TASK PROMPT: Where the line with "[[558, 196], [93, 93], [334, 52]]" appears below, start writing out lines exactly, and finish with the line with "of the beard", which is included; write out nothing else.
━━━━━ RECORDS TO PROCESS ━━━━━
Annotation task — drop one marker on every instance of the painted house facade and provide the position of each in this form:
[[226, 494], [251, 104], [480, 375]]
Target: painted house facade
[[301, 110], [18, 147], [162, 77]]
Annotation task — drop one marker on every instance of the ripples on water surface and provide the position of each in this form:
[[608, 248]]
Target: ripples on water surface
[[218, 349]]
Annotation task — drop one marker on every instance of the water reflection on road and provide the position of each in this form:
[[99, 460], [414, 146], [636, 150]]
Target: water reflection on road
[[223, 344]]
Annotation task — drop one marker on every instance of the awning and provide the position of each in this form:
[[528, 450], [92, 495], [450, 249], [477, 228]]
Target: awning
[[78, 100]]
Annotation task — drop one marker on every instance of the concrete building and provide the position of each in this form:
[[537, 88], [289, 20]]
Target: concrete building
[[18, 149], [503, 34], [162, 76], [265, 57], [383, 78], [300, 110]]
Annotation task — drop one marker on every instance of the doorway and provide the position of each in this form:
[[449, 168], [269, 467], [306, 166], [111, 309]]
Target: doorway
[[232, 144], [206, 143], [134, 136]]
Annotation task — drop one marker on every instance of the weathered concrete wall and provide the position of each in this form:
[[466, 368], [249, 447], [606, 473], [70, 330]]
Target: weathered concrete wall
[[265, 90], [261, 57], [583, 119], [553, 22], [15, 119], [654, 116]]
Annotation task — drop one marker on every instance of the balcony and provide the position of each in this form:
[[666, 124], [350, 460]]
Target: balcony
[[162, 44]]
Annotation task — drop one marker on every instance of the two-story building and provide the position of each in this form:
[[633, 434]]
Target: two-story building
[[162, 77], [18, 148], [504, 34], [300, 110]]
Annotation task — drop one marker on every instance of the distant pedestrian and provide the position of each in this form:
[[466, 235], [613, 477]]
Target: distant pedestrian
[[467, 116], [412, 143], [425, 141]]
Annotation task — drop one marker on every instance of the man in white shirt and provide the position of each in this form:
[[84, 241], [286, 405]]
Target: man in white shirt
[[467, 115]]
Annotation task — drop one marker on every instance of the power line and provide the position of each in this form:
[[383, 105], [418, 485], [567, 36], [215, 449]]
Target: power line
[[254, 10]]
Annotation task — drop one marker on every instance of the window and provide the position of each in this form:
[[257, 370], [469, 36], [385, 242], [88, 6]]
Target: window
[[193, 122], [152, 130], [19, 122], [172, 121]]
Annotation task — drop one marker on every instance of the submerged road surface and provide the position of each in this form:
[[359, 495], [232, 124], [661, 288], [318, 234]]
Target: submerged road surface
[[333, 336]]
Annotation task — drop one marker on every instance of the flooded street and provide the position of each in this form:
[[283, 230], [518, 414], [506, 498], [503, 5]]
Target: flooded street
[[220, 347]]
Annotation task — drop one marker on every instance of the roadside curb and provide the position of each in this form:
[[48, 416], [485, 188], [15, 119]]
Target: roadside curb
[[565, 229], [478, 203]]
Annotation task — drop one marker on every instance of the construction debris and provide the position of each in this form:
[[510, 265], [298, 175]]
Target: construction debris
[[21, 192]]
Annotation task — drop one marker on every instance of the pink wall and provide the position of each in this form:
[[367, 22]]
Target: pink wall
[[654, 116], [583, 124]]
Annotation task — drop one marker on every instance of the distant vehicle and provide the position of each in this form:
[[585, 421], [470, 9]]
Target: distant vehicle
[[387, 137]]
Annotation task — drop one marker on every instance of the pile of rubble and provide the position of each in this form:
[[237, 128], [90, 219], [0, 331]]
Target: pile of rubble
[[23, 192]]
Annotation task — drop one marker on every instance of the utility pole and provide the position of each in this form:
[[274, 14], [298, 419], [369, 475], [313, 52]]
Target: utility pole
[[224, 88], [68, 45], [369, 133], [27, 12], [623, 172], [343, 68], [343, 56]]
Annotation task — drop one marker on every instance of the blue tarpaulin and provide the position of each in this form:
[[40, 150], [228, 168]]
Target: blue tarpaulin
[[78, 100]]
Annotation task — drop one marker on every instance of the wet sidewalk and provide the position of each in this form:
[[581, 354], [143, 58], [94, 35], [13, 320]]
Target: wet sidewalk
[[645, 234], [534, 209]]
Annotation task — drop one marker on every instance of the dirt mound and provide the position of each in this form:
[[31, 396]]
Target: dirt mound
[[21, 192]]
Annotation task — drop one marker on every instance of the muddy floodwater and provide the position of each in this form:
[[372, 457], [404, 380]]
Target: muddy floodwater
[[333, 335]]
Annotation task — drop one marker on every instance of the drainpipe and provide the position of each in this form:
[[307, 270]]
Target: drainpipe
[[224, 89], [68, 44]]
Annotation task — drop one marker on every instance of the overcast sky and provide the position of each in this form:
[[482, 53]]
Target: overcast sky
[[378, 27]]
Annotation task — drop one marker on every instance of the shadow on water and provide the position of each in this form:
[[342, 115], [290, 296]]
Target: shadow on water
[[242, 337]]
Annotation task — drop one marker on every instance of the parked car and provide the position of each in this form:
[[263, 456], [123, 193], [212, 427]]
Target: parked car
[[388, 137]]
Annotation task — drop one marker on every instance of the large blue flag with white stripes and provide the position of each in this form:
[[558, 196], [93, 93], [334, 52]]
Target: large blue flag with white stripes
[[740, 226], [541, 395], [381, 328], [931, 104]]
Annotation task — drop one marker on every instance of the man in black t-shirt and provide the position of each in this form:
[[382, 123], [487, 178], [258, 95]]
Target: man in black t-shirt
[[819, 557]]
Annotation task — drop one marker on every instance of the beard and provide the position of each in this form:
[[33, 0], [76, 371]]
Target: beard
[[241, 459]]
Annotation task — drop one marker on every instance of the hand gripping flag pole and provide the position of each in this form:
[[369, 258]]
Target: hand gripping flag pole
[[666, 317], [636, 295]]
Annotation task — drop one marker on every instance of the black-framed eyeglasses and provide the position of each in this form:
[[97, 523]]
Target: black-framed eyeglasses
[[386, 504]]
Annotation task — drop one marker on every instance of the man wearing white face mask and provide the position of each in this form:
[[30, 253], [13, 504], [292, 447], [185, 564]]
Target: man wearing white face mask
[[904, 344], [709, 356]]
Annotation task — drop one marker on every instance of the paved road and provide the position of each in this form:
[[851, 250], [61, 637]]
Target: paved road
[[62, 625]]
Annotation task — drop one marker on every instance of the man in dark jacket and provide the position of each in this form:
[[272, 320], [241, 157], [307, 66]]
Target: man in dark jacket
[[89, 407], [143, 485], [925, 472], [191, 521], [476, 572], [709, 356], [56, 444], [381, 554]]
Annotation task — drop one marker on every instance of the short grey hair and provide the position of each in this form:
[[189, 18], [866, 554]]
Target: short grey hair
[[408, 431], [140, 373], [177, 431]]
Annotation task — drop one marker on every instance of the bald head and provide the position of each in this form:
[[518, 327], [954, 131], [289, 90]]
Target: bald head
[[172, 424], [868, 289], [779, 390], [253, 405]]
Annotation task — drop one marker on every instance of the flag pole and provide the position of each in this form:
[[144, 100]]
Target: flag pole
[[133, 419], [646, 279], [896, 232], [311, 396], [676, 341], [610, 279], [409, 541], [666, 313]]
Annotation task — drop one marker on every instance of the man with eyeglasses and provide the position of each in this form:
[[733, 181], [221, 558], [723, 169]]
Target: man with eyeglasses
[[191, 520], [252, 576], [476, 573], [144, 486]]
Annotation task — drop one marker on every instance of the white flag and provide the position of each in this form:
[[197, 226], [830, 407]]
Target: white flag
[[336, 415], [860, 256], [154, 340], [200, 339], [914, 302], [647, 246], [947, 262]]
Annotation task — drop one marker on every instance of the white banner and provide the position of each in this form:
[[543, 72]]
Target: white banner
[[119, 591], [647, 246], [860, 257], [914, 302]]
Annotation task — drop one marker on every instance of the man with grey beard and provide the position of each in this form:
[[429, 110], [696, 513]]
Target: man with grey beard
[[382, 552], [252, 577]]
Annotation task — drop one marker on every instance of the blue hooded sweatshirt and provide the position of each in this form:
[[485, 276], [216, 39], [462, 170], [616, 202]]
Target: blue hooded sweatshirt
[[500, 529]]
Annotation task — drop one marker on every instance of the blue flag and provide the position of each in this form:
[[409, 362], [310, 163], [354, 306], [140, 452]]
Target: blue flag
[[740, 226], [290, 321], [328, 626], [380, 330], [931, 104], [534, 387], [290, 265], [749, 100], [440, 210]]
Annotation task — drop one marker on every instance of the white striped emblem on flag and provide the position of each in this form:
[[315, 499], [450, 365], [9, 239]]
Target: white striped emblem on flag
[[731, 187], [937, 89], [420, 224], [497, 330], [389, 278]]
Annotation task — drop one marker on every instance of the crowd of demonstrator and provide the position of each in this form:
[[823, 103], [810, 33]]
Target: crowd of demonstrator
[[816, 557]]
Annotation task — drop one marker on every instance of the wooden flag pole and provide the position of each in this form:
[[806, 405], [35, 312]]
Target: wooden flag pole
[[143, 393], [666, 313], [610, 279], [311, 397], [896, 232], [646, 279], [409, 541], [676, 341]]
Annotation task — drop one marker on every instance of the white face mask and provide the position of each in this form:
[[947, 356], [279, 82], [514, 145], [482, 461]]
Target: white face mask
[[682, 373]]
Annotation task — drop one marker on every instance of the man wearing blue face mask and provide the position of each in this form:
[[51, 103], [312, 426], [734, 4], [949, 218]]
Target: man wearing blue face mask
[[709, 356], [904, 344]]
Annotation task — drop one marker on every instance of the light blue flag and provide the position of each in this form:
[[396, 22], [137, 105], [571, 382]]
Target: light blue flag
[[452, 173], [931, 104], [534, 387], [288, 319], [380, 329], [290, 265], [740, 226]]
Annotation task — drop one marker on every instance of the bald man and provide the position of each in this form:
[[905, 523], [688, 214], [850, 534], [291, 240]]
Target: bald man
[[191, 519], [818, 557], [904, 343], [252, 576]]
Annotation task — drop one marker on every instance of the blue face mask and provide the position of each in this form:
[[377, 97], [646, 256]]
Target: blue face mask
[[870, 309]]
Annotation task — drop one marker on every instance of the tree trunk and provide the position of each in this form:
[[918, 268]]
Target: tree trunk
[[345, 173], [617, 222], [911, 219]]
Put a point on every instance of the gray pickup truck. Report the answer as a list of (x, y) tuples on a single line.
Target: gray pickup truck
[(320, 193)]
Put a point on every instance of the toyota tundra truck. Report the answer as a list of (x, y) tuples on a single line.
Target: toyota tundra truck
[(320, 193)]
━━━━━
RESPONSE TO THE EXERCISE:
[[558, 196], [93, 93], [334, 52]]
Target: large blue flag with white stripes
[[740, 226], [541, 395], [381, 328], [931, 104]]
Annotation task — drop one marker on every instance of the man in black t-shirt and provide the position of each in this form:
[[382, 123], [487, 178], [258, 95]]
Target: man in black t-shirt
[[819, 557]]
Annotation task — drop one marker on every instance of the beard and provide the position of each in this form:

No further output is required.